Exercise requirements: Reproduce the data below line for line, without any changes.

(Excerpts of bounding box data)
----

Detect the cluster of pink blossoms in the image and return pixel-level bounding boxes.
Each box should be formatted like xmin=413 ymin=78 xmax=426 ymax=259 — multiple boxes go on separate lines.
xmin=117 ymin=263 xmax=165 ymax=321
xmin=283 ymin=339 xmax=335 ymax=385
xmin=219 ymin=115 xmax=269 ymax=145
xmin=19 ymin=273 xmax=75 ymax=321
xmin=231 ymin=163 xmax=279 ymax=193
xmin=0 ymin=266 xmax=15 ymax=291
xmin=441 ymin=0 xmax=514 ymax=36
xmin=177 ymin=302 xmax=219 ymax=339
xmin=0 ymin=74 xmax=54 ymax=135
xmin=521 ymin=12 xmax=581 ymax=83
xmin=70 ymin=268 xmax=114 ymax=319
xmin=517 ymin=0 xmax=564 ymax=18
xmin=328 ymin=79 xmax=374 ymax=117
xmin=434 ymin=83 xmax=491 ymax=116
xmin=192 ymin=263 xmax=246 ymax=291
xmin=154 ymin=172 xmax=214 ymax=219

----

Finished answer:
Detect the cluster of pink blossoms in the image and return pixel-level bounding boxes.
Each box should be formatted like xmin=413 ymin=78 xmax=426 ymax=259 — multiple boxes go on separate lines.
xmin=117 ymin=263 xmax=165 ymax=321
xmin=283 ymin=339 xmax=335 ymax=385
xmin=219 ymin=115 xmax=269 ymax=145
xmin=19 ymin=273 xmax=75 ymax=321
xmin=231 ymin=163 xmax=279 ymax=193
xmin=0 ymin=266 xmax=15 ymax=291
xmin=441 ymin=0 xmax=514 ymax=36
xmin=177 ymin=302 xmax=219 ymax=339
xmin=0 ymin=74 xmax=54 ymax=135
xmin=521 ymin=12 xmax=581 ymax=83
xmin=70 ymin=268 xmax=114 ymax=319
xmin=517 ymin=0 xmax=564 ymax=18
xmin=328 ymin=79 xmax=374 ymax=117
xmin=434 ymin=83 xmax=491 ymax=116
xmin=192 ymin=263 xmax=246 ymax=291
xmin=154 ymin=172 xmax=214 ymax=219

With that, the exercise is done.